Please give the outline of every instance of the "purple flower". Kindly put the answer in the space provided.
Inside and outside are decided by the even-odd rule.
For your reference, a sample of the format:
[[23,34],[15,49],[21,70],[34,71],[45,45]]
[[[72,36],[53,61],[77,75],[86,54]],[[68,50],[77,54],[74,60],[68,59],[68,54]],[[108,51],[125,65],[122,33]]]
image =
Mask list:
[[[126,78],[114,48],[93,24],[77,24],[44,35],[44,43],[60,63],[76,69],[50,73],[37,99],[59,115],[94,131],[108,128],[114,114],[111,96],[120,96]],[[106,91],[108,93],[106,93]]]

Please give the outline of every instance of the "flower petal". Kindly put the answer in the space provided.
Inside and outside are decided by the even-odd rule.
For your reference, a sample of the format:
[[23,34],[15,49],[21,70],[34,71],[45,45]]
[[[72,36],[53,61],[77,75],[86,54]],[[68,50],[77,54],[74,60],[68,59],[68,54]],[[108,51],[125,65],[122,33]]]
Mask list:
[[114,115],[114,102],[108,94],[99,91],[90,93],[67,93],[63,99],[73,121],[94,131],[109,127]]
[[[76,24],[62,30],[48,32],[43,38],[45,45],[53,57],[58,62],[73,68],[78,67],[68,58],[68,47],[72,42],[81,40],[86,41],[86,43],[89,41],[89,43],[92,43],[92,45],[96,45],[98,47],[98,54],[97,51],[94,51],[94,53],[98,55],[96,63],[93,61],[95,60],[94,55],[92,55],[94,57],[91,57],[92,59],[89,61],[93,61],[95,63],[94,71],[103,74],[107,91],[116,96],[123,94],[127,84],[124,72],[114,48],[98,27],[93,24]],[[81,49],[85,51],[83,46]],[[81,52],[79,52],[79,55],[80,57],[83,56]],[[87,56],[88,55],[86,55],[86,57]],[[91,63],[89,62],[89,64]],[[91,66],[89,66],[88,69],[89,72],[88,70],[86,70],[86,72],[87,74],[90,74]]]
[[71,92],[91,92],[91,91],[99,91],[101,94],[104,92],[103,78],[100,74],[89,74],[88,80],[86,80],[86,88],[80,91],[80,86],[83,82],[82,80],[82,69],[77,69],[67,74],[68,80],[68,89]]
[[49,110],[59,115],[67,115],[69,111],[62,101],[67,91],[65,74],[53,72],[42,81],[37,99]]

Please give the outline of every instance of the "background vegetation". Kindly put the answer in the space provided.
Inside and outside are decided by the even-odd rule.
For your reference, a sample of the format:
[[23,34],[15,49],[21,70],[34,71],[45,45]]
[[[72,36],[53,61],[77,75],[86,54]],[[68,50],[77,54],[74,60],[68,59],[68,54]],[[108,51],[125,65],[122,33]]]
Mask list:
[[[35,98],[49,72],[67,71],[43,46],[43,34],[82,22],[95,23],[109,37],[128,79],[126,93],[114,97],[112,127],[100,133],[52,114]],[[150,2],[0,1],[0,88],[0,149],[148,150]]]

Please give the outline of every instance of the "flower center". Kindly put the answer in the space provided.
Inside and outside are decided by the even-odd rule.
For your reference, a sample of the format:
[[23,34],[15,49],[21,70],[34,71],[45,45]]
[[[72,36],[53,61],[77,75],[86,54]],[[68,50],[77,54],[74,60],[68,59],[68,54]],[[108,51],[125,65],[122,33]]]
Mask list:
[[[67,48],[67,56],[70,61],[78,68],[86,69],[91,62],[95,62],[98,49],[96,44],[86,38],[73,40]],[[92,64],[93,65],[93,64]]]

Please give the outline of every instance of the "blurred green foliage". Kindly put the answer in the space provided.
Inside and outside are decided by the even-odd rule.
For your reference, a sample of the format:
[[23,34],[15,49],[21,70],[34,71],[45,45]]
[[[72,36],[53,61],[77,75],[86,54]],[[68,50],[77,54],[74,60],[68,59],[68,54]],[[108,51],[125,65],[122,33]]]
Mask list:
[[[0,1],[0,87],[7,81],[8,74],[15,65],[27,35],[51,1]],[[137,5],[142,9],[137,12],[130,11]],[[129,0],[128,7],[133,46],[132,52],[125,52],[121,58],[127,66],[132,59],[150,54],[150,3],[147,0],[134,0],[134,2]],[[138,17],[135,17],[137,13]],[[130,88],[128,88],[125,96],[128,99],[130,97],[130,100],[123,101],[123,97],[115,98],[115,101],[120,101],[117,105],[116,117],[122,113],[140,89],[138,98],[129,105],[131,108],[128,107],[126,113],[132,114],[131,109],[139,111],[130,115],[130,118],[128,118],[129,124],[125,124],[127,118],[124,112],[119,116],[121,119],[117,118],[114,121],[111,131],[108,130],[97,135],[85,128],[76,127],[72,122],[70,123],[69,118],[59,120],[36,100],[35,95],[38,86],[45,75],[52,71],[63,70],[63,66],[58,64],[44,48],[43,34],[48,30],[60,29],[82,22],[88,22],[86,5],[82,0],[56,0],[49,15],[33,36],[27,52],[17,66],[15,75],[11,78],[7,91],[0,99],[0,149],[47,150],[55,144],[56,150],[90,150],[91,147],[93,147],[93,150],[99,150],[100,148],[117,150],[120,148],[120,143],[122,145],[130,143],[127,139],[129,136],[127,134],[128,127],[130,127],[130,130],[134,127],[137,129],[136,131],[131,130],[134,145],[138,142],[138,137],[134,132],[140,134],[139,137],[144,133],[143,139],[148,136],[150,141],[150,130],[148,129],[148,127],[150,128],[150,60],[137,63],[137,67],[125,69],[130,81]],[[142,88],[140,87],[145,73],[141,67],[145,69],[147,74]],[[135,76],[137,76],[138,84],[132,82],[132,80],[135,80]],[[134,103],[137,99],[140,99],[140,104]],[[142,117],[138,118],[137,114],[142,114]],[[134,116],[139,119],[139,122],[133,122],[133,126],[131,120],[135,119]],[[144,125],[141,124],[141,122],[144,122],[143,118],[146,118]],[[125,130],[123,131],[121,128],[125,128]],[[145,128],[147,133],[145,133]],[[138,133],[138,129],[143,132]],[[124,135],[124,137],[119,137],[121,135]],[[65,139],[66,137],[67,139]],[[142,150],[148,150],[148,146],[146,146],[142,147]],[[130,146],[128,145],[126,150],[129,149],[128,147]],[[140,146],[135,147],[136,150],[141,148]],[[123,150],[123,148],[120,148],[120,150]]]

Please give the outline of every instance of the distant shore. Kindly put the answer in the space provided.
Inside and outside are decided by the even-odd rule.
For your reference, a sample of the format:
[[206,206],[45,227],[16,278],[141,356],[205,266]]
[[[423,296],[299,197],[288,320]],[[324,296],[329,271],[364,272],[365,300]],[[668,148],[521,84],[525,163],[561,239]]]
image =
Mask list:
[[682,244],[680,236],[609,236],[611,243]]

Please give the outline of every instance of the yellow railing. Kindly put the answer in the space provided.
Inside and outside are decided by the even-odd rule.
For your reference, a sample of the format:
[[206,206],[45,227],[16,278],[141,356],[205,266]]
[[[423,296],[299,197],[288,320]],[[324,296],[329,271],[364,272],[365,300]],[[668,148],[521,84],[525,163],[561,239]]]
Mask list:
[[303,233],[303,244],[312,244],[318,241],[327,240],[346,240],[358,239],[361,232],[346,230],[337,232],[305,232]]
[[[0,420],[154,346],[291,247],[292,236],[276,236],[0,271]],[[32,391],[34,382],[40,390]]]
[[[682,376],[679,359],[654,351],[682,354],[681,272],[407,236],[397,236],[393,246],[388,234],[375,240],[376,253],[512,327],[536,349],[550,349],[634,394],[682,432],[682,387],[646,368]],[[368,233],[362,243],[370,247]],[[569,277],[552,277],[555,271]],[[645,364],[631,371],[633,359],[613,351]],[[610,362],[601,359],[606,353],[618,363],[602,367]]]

# PROBLEM REQUIREMENTS
Which lines in the listing contain the string "flower"? Copy each of them in full, treating uppercase and lowercase as different.

# TASK RESPONSE
Please give the outline of every instance of the "purple flower". Kindly put the answer in the space provided.
Please give the outline of every instance of the "flower petal". Kindly put the answer in the space provided.
Please give the outline of every instance of the "flower center". Kindly put the answer in the space provided.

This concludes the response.